____ TASK INPUTS

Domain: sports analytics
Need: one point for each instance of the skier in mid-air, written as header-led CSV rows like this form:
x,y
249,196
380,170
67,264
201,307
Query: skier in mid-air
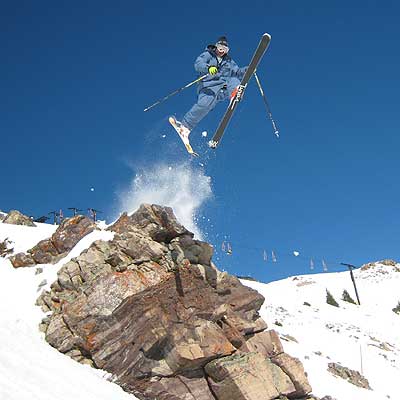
x,y
223,78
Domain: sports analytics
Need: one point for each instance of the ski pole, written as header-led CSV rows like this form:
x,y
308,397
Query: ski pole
x,y
266,105
176,91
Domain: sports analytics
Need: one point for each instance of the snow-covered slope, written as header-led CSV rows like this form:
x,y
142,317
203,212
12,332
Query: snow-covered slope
x,y
365,338
29,368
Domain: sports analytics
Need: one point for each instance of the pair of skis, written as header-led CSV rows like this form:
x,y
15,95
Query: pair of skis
x,y
235,99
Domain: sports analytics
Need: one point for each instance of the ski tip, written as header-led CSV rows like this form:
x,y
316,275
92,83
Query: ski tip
x,y
213,144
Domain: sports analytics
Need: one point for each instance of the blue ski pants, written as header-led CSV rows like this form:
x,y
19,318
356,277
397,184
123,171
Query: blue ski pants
x,y
206,101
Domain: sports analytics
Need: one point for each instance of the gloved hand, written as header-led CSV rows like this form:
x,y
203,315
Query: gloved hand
x,y
212,70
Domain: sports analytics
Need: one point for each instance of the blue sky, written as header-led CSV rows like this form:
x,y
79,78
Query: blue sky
x,y
76,76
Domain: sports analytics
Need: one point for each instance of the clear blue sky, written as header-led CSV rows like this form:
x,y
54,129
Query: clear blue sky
x,y
75,77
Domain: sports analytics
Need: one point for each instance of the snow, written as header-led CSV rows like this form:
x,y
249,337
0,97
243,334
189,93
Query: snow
x,y
365,338
349,335
29,367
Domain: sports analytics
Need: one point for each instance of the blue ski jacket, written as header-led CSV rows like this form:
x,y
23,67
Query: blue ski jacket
x,y
227,69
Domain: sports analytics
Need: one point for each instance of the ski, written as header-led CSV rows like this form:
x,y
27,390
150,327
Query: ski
x,y
238,93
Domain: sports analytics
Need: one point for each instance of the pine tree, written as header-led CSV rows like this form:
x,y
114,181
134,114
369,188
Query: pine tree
x,y
346,297
330,299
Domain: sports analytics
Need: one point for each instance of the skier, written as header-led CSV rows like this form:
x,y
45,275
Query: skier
x,y
224,76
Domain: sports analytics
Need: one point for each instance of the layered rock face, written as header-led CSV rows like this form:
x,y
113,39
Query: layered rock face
x,y
49,251
150,307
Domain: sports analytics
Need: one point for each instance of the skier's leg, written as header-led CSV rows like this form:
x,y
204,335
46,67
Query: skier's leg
x,y
232,85
205,103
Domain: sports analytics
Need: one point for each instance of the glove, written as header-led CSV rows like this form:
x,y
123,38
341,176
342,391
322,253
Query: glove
x,y
212,70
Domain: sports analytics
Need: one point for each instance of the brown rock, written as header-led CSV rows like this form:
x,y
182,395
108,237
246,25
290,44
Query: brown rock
x,y
294,369
44,252
266,343
354,377
150,307
22,260
248,376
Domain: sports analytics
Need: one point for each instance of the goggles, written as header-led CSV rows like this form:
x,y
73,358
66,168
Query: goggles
x,y
222,48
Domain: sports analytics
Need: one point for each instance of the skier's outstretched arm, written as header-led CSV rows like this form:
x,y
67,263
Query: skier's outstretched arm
x,y
236,71
202,63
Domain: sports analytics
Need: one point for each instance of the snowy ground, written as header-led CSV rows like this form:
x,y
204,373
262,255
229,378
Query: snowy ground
x,y
364,338
29,368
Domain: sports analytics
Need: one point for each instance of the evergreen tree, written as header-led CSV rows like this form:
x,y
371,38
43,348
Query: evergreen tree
x,y
346,297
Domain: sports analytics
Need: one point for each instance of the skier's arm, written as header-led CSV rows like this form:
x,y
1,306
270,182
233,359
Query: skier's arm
x,y
236,71
202,63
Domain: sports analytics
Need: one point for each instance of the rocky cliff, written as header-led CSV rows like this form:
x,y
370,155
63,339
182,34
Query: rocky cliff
x,y
150,307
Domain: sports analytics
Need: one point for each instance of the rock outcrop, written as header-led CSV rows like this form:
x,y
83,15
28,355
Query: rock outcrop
x,y
150,307
349,375
16,218
51,250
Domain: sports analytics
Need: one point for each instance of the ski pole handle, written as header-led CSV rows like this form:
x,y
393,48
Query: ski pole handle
x,y
276,132
176,91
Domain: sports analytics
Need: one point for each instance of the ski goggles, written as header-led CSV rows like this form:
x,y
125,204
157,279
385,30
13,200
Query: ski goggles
x,y
222,48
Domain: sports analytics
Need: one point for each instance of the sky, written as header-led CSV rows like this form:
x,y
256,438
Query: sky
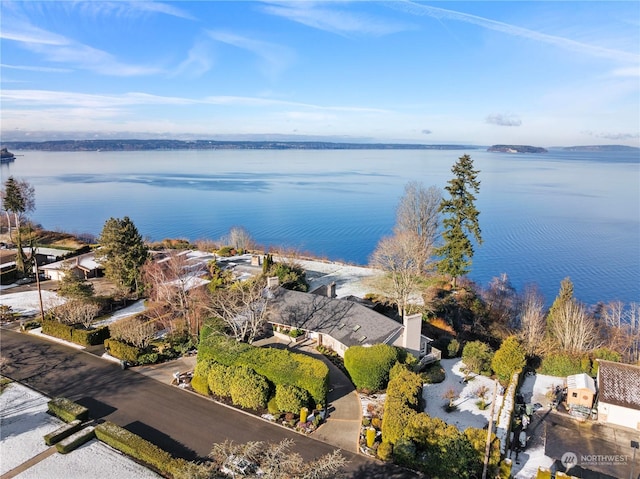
x,y
539,73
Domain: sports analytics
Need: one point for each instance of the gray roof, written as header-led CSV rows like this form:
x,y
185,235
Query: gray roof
x,y
348,322
619,384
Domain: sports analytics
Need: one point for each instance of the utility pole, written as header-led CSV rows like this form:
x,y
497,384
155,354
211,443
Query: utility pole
x,y
487,447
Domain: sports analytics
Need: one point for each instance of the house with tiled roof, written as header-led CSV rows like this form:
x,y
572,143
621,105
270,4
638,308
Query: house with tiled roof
x,y
340,323
619,394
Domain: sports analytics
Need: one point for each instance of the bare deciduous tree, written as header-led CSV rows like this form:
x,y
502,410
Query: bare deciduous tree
x,y
277,461
401,257
418,212
243,307
76,311
135,330
573,328
532,321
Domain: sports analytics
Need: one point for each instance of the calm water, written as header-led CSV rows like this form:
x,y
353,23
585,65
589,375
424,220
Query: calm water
x,y
543,217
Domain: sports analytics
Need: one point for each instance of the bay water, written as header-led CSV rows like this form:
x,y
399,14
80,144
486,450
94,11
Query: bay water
x,y
543,216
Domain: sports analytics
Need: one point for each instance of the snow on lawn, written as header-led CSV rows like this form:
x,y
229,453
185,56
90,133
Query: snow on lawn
x,y
466,414
25,422
94,459
27,303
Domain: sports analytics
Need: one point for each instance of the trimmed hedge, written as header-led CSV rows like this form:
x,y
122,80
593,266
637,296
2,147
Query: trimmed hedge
x,y
62,432
58,330
90,337
248,389
290,398
134,446
404,395
84,337
369,366
123,351
277,365
219,379
76,439
67,410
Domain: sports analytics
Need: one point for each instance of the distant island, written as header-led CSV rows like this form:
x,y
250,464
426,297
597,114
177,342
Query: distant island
x,y
516,149
600,148
146,145
6,156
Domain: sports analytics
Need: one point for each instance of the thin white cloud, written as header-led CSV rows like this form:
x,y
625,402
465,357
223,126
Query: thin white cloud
x,y
501,119
131,10
333,20
275,58
86,100
561,42
35,68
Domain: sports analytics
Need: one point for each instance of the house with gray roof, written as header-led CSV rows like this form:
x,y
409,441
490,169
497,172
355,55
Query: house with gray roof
x,y
340,323
619,394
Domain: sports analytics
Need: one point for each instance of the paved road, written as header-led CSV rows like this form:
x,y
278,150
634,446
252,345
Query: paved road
x,y
184,424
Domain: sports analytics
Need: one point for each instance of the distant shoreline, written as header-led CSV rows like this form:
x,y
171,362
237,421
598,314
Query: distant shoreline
x,y
169,145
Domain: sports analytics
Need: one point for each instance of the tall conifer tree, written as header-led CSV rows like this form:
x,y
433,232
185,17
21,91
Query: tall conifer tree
x,y
461,220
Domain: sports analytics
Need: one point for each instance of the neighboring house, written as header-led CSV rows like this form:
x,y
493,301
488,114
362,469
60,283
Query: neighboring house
x,y
581,391
619,394
84,266
340,323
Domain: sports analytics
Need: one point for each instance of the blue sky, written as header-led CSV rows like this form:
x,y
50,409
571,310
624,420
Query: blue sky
x,y
540,73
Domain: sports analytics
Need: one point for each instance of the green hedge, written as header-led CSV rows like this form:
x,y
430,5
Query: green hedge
x,y
67,410
84,337
122,351
291,398
90,337
248,389
57,330
277,365
134,446
369,366
76,439
404,396
219,379
62,432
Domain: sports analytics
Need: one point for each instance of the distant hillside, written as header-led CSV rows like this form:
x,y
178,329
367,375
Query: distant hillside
x,y
142,145
516,149
600,148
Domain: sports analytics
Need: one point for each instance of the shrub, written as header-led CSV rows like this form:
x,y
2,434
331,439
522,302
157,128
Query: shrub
x,y
433,373
453,348
57,330
248,388
62,432
561,364
369,366
90,337
509,358
219,379
76,439
404,395
291,398
122,351
137,448
200,379
477,356
385,451
67,410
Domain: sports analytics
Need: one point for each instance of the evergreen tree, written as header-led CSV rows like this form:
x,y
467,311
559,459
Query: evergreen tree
x,y
461,220
122,252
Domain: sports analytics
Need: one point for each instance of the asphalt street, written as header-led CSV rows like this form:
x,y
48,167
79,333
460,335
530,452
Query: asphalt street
x,y
184,424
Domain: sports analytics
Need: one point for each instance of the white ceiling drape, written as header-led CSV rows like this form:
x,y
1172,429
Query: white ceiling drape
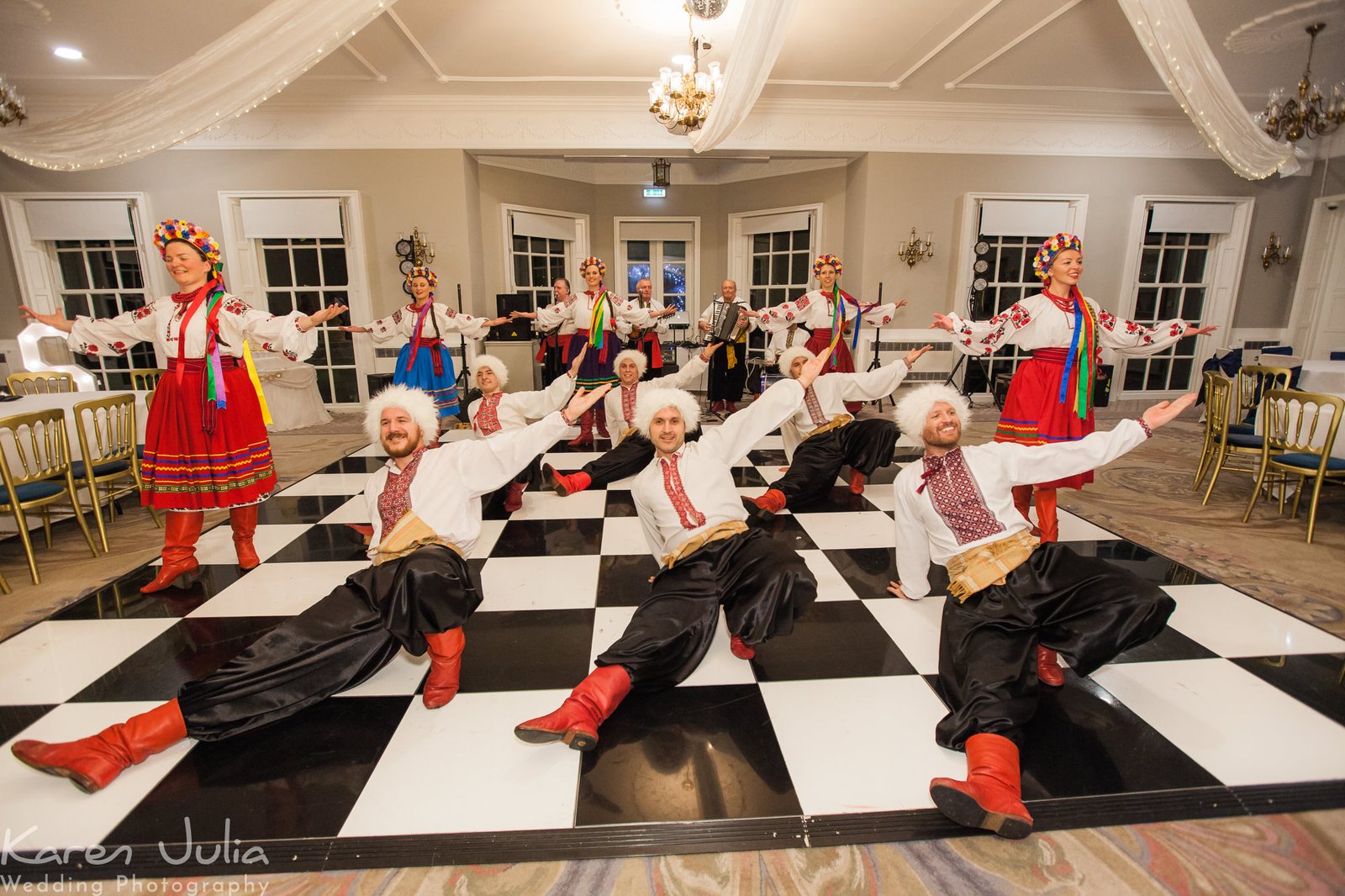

________

TASK:
Return every line in the records above that contains the string "brown", matching case exactly.

EXERCISE RESULT:
Need: one point for each instance of the brown rock, written as header-led CSV rows like this form:
Query: brown rock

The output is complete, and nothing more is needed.